We ended up at the kittiwake hotels in the city centre’s southern end. They had started to fill up, but with less seagulls than before. I was impressed with the knowledge and the dedication of the little group but also saddened by the declining number of nests.
Is the problem solved?
The situation for the kittiwakes is worsening every year. Very few kittiwakes nest in the densest areas of the city centre – spikes and metal make almost all the good spots inaccessible.
The kittiwake hotels have a lower occupancy than one hoped for. However, kittiwakes live for many years. Given time, they may be convinced that the hotels are a good solution. We shouldn’t give up hopes. Especially as bird experts, city planners, architects and the public gain more knowledge about the kittiwakes.
It’s an attitude thing
This is also an attitude thing. How much space do we want to give wildlife in our immediate surroundings – especially in urban areas. “I come from a small island where we lived rather peacefully with the seagulls” Tove Kristin Reiersen says “and I was surprised by the aggression city folks in Tromsø displayed against the seagulls”.
However, the attitudes are changing. A parallel are insect hotels in gardens – we are concerned about the insects disappearing and make insect hotels and plant wildflowers. And are willing to live with wasps. We also install nest boxes and feed birds – because we are aware of the nature crisis. Noisy birds with a well-functioning plumbing system we seem to accept more readily than before.
Kittiwake hotels is a new architecture genre
The learning by doing experience in Tromsø and other northern locations has given birth to a new type of architecture- bird hotels. In April 2026, Kjeld Nash was in the jury of an architectural competition for new kittiwake hotels. The winner of the competition included recycling a floating salmon pen, providing immediate access to the sea, distance to human viewers and protection from predators. Another contestant places the seagull hotels in a nifty position between the columns carrying the Tromsø bridge.

* _YOUR TASKS_
A. According to the article on kittiwakes, what makes almost all the good nesting spots in the densest areas of the city inaccessible?
B. Write the next part of the kittiwake article, picking up right after its final sentence.

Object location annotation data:

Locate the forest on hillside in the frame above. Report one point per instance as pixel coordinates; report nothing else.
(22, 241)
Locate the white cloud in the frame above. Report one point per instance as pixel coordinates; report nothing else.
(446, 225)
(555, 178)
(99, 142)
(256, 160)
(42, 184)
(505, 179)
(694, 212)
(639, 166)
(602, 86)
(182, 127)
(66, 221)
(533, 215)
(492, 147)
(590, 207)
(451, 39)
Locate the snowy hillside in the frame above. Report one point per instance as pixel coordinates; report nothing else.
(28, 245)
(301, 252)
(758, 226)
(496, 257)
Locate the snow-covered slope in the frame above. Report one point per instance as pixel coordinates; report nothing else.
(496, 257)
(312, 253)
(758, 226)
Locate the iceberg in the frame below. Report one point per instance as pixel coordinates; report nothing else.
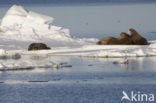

* _OUTPUTS FOR THE TASKS_
A. Spikes and metal.

B.
How can you help the kittiwakes?
The most important contribution from a visitor is to love the kittiwakes. Go to the seagull hotels, take some photographs and study these noisy, sociable creatures in their homes. Keep a few metres away – and don’t walk under the constructions to avoid droppings. The sheer interest shown by concerned locals and visitors alike is crucial to preserving the last remnants of a once large population of kittiwakes in our region.
…and then the seagulls that were always here…
If the kittiwakes are new, there were always seagulls in Tromsø. Grown-up Tromsøites remember heavily laden fishing boats lying so deep in the water that the sea nearly reached the gunwale -with swarms of seagulls around. Busy fish factories lined the seafront – with flocks of seagulls scouting for the next tidbit from the roof. These days, fish offal can’t be released into the sea – and it also has a value as salmon fodder. Garbage handling is also a closed-in affair without any access for the seagulls.
Before the advent of the kittiwakes, two species of seagulls were present in downtown Tromsø in significant numbers. Then there are a few others observed occasionally.
- The common gull (Larus canus ) is with us from the end of winter to the end of summer. They are rather small and eat earthworms and other small species – but are no strangers to raiding platters in outdoor cafés and al fresco barbecue tables.
- The herring gull (Larus argentatus) is a bigger and altogether more aggressive predator. They are the most likely to snatch your hot dog and represent a constant danger to any barbecue party. Chicks of the common gull can also be on the menu, as can the city’s park pigeons.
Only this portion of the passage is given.